### Source records
::::::

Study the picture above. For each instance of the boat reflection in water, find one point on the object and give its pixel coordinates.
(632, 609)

::::::

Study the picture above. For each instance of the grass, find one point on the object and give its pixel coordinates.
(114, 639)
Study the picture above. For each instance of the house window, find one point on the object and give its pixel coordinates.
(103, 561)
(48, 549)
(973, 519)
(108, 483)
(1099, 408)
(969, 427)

::::::

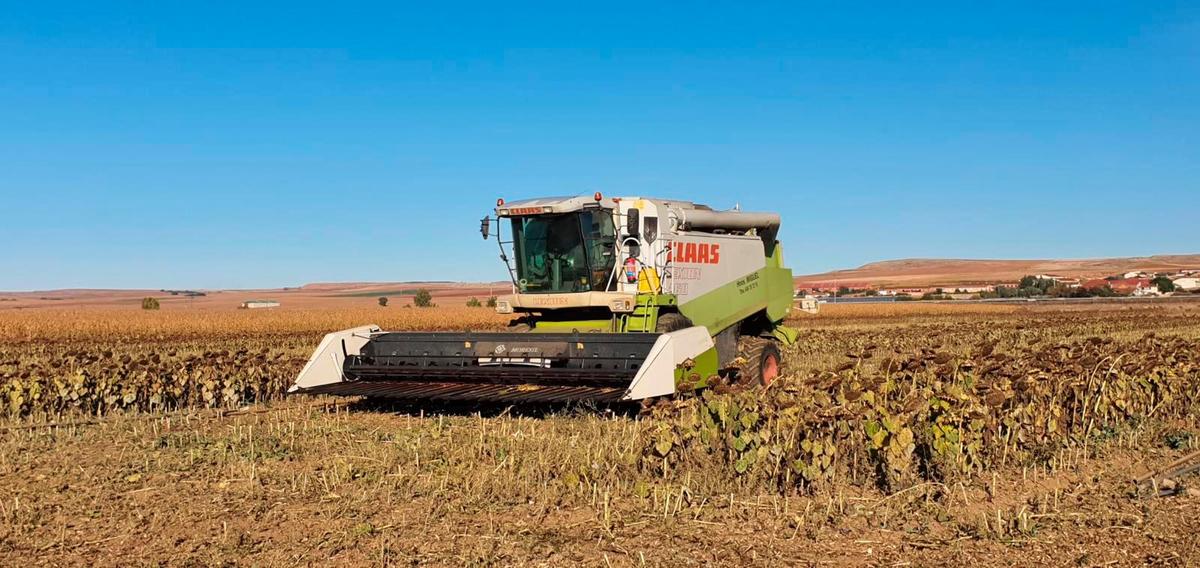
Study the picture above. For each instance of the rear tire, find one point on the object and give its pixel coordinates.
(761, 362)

::::::

### Task statement
Identify every line of the rows above that contains the word "object", treating uppercase and lowercase letters as different, and copy each such line in full.

### Exercise response
Study the picture above. For each instance of the boat reflection in water, find one point on the object and give its pixel coordinates.
Study the picture above. For each instance of the grass, find one point on the object and give its pixel coordinates.
Study the picture above. For each instance of the house window, find one point on the object and give its pixel coordinates.
Study the picture above. For each instance of the rear tire, find one point on the object and give its pixel coordinates.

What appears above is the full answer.